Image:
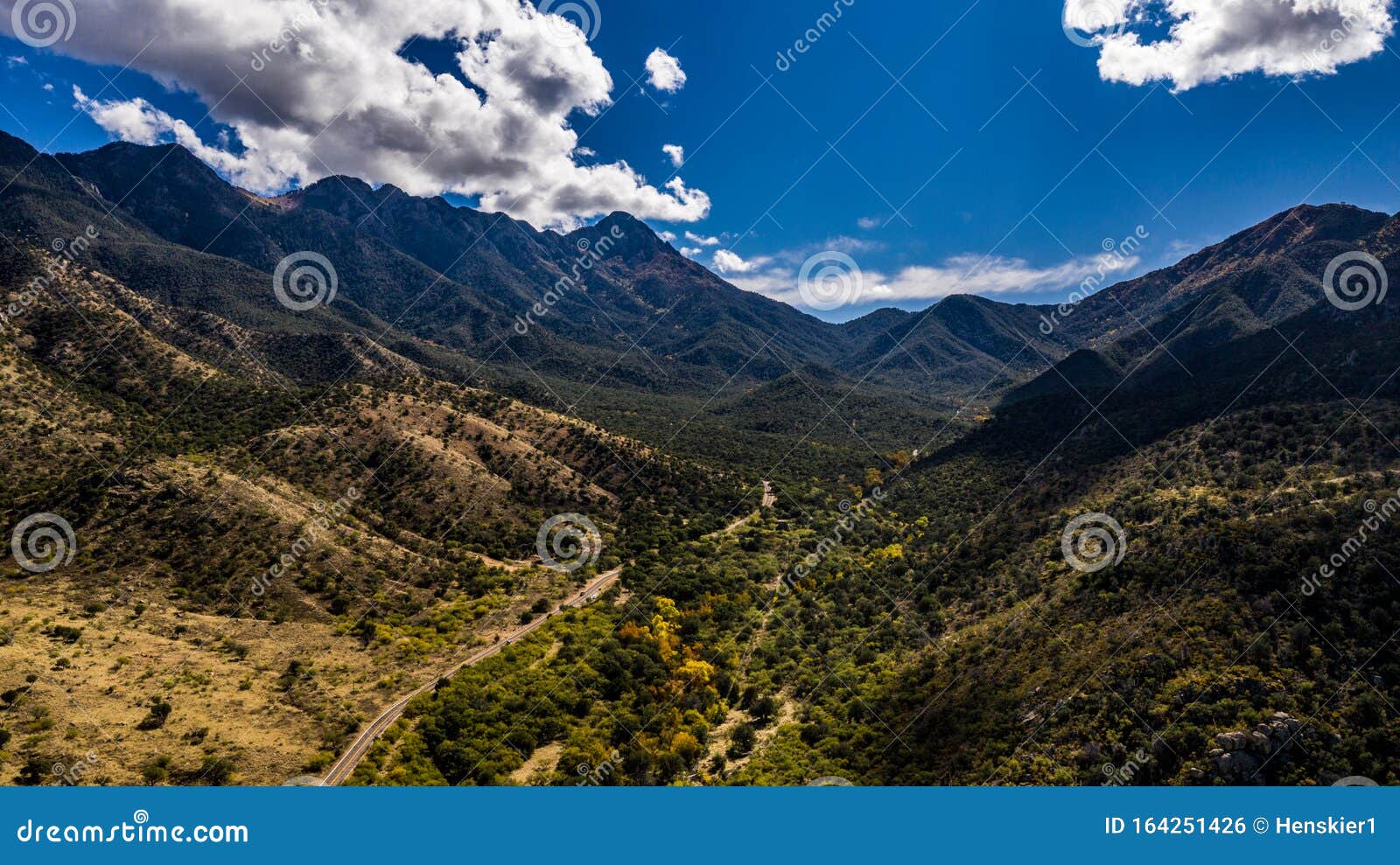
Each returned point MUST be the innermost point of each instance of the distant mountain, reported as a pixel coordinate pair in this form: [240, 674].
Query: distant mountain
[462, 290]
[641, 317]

┄┄┄┄┄┄┄┄┄┄┄┄┄┄┄┄┄┄┄┄

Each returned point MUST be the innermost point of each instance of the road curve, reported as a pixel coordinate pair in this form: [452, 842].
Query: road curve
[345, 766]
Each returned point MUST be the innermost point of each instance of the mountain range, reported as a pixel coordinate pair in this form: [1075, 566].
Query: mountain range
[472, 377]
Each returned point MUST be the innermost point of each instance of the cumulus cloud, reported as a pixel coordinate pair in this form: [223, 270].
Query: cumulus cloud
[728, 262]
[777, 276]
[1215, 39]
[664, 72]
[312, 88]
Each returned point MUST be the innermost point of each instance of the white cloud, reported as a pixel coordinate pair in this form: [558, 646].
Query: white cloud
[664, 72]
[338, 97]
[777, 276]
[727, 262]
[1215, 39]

┄┄┄┄┄┄┄┄┄┄┄┄┄┄┄┄┄┄┄┄

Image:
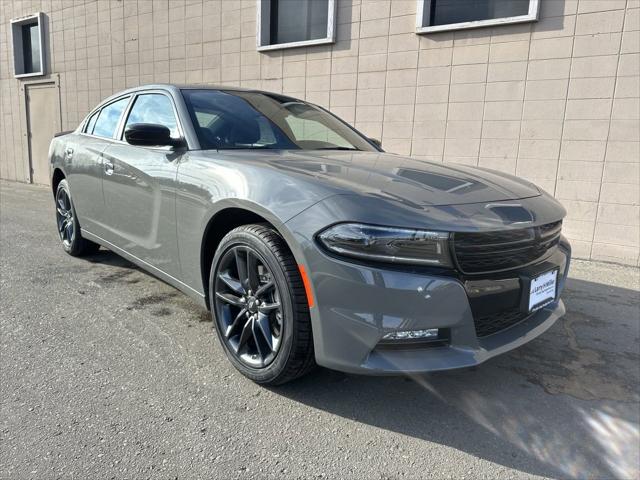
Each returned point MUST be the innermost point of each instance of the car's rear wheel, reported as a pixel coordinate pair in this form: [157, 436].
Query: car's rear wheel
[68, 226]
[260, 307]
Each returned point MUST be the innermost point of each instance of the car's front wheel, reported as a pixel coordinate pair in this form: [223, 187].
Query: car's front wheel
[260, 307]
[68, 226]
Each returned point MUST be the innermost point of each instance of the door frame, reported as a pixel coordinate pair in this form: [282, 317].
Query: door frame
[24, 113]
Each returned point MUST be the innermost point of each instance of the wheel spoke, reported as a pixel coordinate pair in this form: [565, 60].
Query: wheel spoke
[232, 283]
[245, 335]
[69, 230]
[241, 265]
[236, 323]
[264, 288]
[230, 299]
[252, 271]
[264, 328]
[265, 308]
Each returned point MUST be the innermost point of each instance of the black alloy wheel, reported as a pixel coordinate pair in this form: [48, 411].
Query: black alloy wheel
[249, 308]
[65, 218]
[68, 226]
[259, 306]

┄┄┄┄┄┄┄┄┄┄┄┄┄┄┄┄┄┄┄┄

* [Instructions to follow]: Whenever a line of the listing above holds the word "returned", copy that line.

* [Answer box]:
Each returned point MUST be the innermost point of each instance of the distant mountain, reported as a pixel coordinate pair in this form: [240, 674].
Each returned point MUST be the innermost point of each instance of the road curve, reported as a pixel coordinate pair in this form: [452, 842].
Each returned point MUST be the innermost point of each instance of the mountain range, reported as a pixel coordinate pair in this form: [1075, 566].
Each returned point MUST be the innermost point of each instance of the cumulus cloud, reported as a pixel coordinate pair in this form: [223, 270].
Each returned point MUST be the innermost point of each instance of the white cloud, reported as a pixel coordinate pair in this form: [558, 646].
Each returned point MUST be the innermost point of each instance of the car's rear wheel, reported as a pixel coordinate pair in this form: [157, 436].
Each returned point MUST be the innermost point of each instance of the car's front wheel, reported as a pixel coordinate pair in this form: [223, 187].
Each returned point MUST be the innermost point of each instance of the door frame, reported as a pixel coordinate pair in this form: [282, 317].
Each returned point MUST be the innermost point of each instance of the wheel spoke, reported as a pixel coordinate pair in this form: [565, 60].
Each returned point MUST be the innermost point of each instance of the black alloy wheel, reported as a pixel coordinate pair in this form: [48, 411].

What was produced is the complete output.